** start of Supplied material **

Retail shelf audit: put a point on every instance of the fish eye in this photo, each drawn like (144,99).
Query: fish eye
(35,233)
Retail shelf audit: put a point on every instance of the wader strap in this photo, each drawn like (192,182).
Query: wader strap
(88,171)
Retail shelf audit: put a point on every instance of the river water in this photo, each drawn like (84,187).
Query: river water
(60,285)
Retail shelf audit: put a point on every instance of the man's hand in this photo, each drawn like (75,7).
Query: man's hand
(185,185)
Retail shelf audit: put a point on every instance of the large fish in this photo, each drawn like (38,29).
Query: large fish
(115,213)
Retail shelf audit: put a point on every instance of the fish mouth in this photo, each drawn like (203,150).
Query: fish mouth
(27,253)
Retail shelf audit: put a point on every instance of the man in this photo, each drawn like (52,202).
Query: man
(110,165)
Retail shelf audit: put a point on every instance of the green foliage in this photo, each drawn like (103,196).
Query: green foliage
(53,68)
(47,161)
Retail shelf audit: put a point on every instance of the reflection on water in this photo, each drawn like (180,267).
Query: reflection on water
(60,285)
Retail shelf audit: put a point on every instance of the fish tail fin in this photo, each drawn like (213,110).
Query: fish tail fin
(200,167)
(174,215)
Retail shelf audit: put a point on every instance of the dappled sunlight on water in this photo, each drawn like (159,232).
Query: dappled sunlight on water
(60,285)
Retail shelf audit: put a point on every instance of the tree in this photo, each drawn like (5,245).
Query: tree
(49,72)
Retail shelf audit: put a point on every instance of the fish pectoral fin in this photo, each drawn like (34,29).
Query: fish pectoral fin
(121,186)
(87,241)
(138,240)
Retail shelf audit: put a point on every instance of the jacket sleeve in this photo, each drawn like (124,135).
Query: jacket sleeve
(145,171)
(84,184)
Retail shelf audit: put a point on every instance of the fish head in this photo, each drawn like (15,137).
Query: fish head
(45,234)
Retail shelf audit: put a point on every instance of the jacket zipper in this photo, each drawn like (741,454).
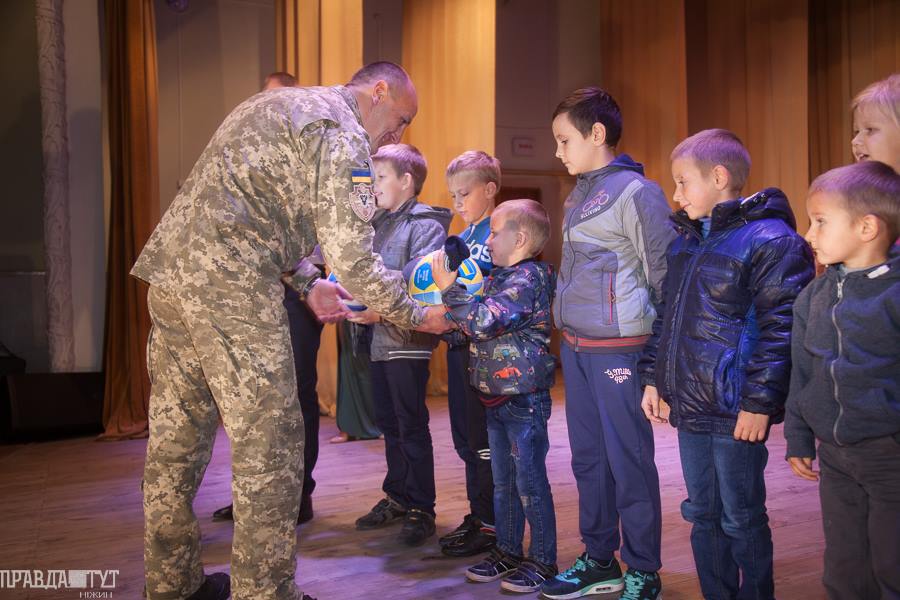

** end of Supplied material **

Rewrite all of the records above with "Retail shelf audit" swapped for "Riverbank photo review" wherever it occurs, leaving every other word unchanged. Leave the pictures out.

Riverbank photo review: put a point on every instance of the fish eye in this photo, each drawn like (144,99).
Query: fish eye
(35,233)
Riverbank photo review: put a point on every instance of the wader strap in this photo, each drawn like (192,182).
Query: wader strap
(88,171)
Riverbank photo review: put a point on every instance of the river water in this photo, each drawn like (84,187).
Query: river water
(60,285)
Riverbank photo review: put a point on every instance of the man's hand in this photo, each drawn like (75,7).
Query: man's hand
(185,185)
Riverbank photo review: put a point on every instance of the large fish in this photo, each drawn like (38,29).
Query: large fish
(115,213)
Riverbank photo review: put a point on every instance of the fish mouth in this photo, each drawn like (203,150).
Query: fish mouth
(27,253)
Riverbank photo review: put a point on every instance of the man in this photo, each drawn like (52,202).
Query: man
(110,165)
Riverbank photo review: put a point on every instance of the green foliage in this photo, each drawn like (103,196).
Query: green foliage
(53,68)
(47,161)
Riverbank photo review: put a point on every instance of the reflection on water in this photo, each drawn like (180,267).
Query: reflection on water
(60,285)
Riverbank photo review: put a point on every instance of the fish tail fin in this photo, each drawn like (213,110).
Query: fish tail fin
(200,167)
(174,215)
Riverbank photo review: put a point on every instance of the dappled sunlight on water in this photo, each drawn like (159,232).
Query: dappled sunlight on water
(60,285)
Riverbank photo review: put a point on every instance of the tree in this photo, each drawn like (5,245).
Query: tree
(49,72)
Riverbank photo review: put a point on every instance of the fish pectoral fin in this photo, each drawn like (34,29).
Query: fish pectoral fin
(121,186)
(87,241)
(138,240)
Riverbank photo review: put a point on every instance of the jacket sleeve in this photo, each drawn like (124,135).
Query: jacket sleeve
(145,171)
(84,184)
Riverbank photo review: put a point on every instance of the fish head in this photo, each drawn like (15,137).
Query: fish head
(45,234)
Riverbank photo review: put a point on every instance of the jacket zipper in this photo, each drawn like (741,454).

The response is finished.